**Exercise details**
Copy the listing word for word from its start through the line containing "[284,243,347,266]", including both ends, and leave the pictures out.

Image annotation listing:
---

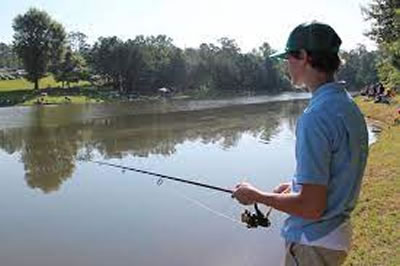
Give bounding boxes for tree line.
[362,0,400,87]
[0,7,388,93]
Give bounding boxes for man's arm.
[232,183,327,220]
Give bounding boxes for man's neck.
[306,72,335,93]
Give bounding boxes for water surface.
[0,94,368,266]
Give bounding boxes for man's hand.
[273,183,291,194]
[232,182,261,205]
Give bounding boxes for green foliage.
[363,0,400,87]
[13,8,66,89]
[52,50,89,87]
[338,45,378,90]
[362,0,400,44]
[0,43,21,68]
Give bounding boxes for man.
[233,22,368,266]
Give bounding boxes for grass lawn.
[22,96,102,106]
[0,76,90,92]
[346,96,400,265]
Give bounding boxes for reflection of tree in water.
[0,98,305,193]
[21,128,78,193]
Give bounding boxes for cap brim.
[269,51,288,59]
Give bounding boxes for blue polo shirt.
[282,83,368,242]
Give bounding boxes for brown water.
[0,92,368,266]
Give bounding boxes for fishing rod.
[91,161,233,194]
[88,160,272,228]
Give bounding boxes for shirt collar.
[311,82,344,100]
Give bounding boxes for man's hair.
[307,51,340,74]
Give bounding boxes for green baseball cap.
[270,21,342,59]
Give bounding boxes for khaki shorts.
[284,243,347,266]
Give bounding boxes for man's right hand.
[273,183,291,194]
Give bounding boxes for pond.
[0,94,370,266]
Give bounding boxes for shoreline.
[345,96,400,265]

---

**Response to this task**
Give bounding boxes for tree line.
[362,0,400,87]
[0,7,388,93]
Give bounding boxes for man's arm.
[232,183,327,220]
Give bounding boxes for man's neck.
[306,72,335,93]
Give bounding boxes for water surface.
[0,94,368,266]
Give bounding boxes for man's hand.
[273,183,291,194]
[232,182,261,205]
Give bounding boxes for green foliage.
[363,0,400,87]
[13,8,66,89]
[52,50,89,87]
[338,45,378,90]
[362,0,400,44]
[0,43,21,68]
Give bounding boxes for man.
[233,22,368,266]
Give bounding boxes for grass lawn.
[22,96,102,106]
[0,76,90,92]
[346,96,400,265]
Give bounding boxes for reflection of tree in water.
[0,98,305,193]
[21,128,78,193]
Give bounding boxes for cap brim.
[269,51,288,59]
Give bounding boxes for blue polo shirt.
[282,83,368,242]
Give bounding boxes for brown water.
[0,92,368,266]
Give bounding boxes for fishing rod.
[91,161,233,194]
[88,160,272,228]
Give bounding boxes for shirt collar.
[311,82,344,100]
Give bounding boxes for man's hair.
[307,51,340,74]
Give bounding boxes for green baseball cap.
[270,21,342,59]
Give bounding boxes for khaki shorts.
[284,243,347,266]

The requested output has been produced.